== Passage extrait ==
_ _ _ _ _

Peut-on encore créer de la valeur sans se transformer ?
Bertrand Quélin et Hélène Loning (HEC) décryptent un dilemme stratégique : créer de la valeur exige plus qu’innover, comme le montre le marché automobile.

Ce qu’il faut retenir
- L’innovation ne garantit plus un avantage concurrentiel durable : les imitateurs et nouveaux entrants captent souvent la valeur.
- La transformation organisationnelle est indispensable pour aligner stratégie, performance et durabilité.
- Le rôle du manager évolue : il devient chef d’orchestre de la cohérence stratégique et opérationnelle.
Un monde qui ne récompense plus les pionniers
Professeur de stratégie à HEC, Bertrand Quelin observe que les entreprises à l’origine des grandes ruptures ne sont pas forcément celles qui en tirent les fruits.

_ _ _ _ _

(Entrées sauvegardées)
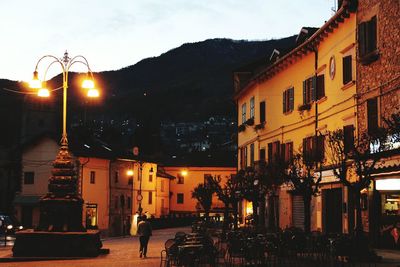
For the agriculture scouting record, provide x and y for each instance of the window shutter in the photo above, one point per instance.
(291, 98)
(284, 101)
(262, 111)
(313, 88)
(305, 148)
(371, 34)
(361, 39)
(372, 114)
(289, 151)
(270, 152)
(347, 69)
(348, 134)
(283, 152)
(262, 154)
(320, 86)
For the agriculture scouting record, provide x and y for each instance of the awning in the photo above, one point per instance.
(26, 200)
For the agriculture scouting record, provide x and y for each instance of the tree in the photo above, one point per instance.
(301, 174)
(203, 193)
(354, 162)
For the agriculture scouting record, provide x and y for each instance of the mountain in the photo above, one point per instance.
(190, 83)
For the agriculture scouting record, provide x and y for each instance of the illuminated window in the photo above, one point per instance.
(179, 198)
(116, 174)
(92, 177)
(180, 178)
(29, 177)
(252, 107)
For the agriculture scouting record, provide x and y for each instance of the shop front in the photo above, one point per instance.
(387, 209)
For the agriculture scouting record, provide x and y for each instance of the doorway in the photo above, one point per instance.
(332, 210)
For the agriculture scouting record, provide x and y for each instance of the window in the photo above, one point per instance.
(29, 177)
(179, 198)
(367, 36)
(313, 89)
(347, 69)
(262, 154)
(320, 86)
(308, 90)
(252, 107)
(313, 149)
(273, 151)
(243, 157)
(372, 114)
(207, 177)
(252, 155)
(262, 111)
(244, 113)
(180, 178)
(162, 186)
(92, 177)
(348, 134)
(116, 174)
(287, 152)
(288, 100)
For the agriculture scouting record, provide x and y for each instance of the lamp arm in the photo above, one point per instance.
(55, 60)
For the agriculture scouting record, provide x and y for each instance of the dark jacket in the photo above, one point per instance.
(144, 229)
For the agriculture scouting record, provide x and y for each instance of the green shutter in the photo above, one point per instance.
(361, 39)
(313, 88)
(284, 101)
(291, 98)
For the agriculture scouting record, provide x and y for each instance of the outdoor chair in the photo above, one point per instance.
(169, 256)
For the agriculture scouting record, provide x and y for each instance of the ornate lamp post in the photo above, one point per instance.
(139, 196)
(60, 231)
(61, 208)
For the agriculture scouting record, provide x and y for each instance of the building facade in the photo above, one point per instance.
(288, 106)
(378, 83)
(187, 178)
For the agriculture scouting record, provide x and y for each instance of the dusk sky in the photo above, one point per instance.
(119, 33)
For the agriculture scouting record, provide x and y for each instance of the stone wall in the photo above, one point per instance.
(380, 77)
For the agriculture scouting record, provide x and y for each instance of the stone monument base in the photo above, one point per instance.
(30, 243)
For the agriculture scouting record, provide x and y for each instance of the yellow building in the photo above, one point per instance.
(93, 172)
(306, 92)
(189, 177)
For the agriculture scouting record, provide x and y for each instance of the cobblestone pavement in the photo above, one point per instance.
(124, 252)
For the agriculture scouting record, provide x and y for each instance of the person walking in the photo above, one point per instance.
(144, 232)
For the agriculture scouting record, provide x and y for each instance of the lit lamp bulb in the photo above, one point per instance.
(93, 93)
(43, 92)
(35, 83)
(88, 84)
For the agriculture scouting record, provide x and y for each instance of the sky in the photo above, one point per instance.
(112, 34)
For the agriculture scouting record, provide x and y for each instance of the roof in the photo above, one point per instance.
(303, 48)
(162, 173)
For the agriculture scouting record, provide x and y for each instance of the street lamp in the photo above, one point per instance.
(60, 232)
(61, 208)
(139, 196)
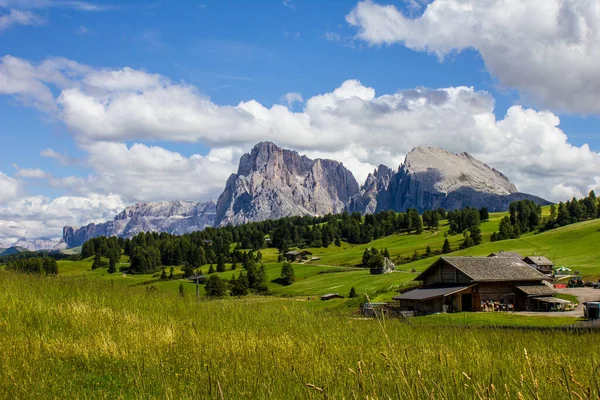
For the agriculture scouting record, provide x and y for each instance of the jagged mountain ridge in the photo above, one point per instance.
(272, 183)
(175, 217)
(431, 177)
(34, 244)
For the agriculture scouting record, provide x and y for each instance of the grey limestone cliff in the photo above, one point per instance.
(431, 177)
(175, 217)
(272, 183)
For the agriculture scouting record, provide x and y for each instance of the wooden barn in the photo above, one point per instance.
(453, 284)
(540, 263)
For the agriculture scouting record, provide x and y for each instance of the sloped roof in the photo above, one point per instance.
(536, 290)
(430, 292)
(490, 269)
(540, 260)
(509, 254)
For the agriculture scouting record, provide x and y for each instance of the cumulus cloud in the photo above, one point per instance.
(18, 17)
(31, 173)
(9, 188)
(40, 216)
(144, 173)
(352, 123)
(292, 97)
(549, 50)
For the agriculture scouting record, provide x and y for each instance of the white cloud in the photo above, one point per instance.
(143, 173)
(31, 173)
(39, 216)
(292, 97)
(60, 157)
(9, 188)
(549, 50)
(104, 108)
(70, 4)
(18, 17)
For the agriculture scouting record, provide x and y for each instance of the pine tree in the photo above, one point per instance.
(221, 263)
(446, 247)
(215, 286)
(428, 251)
(287, 274)
(352, 293)
(475, 234)
(366, 257)
(97, 262)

_ _ _ _ _

== Consigne donnée A ==
D'après l'extrait sur la création de valeur, qui capte souvent la valeur issue de l'innovation ?
== Consigne donnée B ==
Citez, dans l'extrait sur la création de valeur, le passage qui va de « Peut-on encore créer » jusqu'à « tirent les fruits. ».

== Résultat attendu A ==
Les imitateurs et les nouveaux entrants.

== Résultat attendu B ==
Peut-on encore créer de la valeur sans se transformer ?
Bertrand Quélin et Hélène Loning (HEC) décryptent un dilemme stratégique : créer de la valeur exige plus qu’innover, comme le montre le marché automobile.

Ce qu’il faut retenir
- L’innovation ne garantit plus un avantage concurrentiel durable : les imitateurs et nouveaux entrants captent souvent la valeur.
- La transformation organisationnelle est indispensable pour aligner stratégie, performance et durabilité.
- Le rôle du manager évolue : il devient chef d’orchestre de la cohérence stratégique et opérationnelle.
Un monde qui ne récompense plus les pionniers
Professeur de stratégie à HEC, Bertrand Quelin observe que les entreprises à l’origine des grandes ruptures ne sont pas forcément celles qui en tirent les fruits.